__GOAL OF THE EXERCISE__.
Lay out the records below as a two-column CSV with the columns "prompt" and "polygons," one row per record. Put each record's text and its answer in a single quoted field apiece, with line breaks replaced by spaces, and omit the pictures.

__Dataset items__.
□ □ □ □
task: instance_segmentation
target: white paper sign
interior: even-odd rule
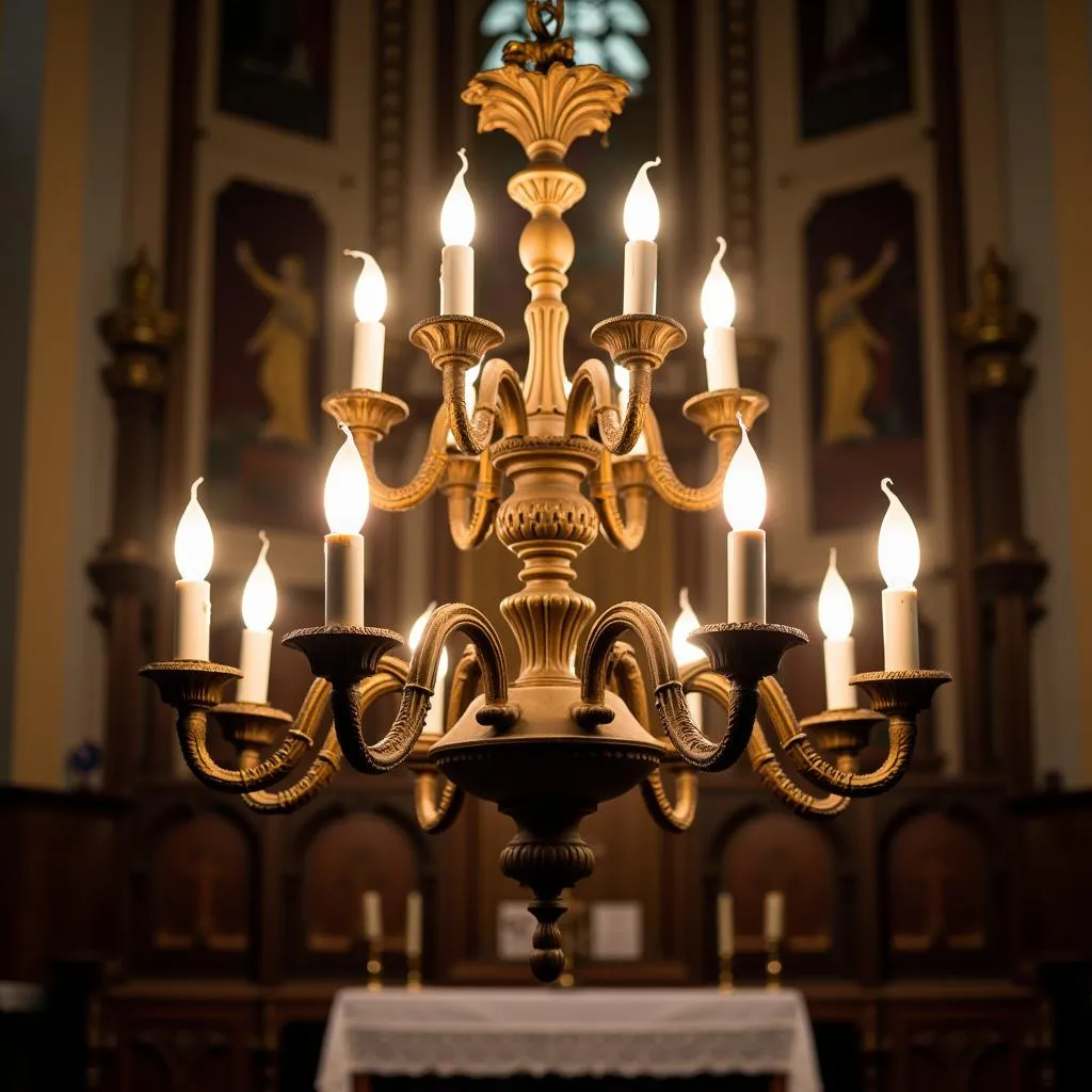
[[[515,899],[497,903],[497,959],[526,960],[535,919],[527,904]]]
[[[644,954],[644,909],[639,902],[593,902],[594,960],[638,960]]]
□ □ □ □
__RESPONSE__.
prompt,polygons
"task: instance_segmentation target: white paper sign interior: even-odd rule","[[[515,899],[497,903],[497,959],[526,960],[535,919],[527,904]]] [[[644,954],[644,909],[639,902],[593,902],[594,960],[638,960]]]"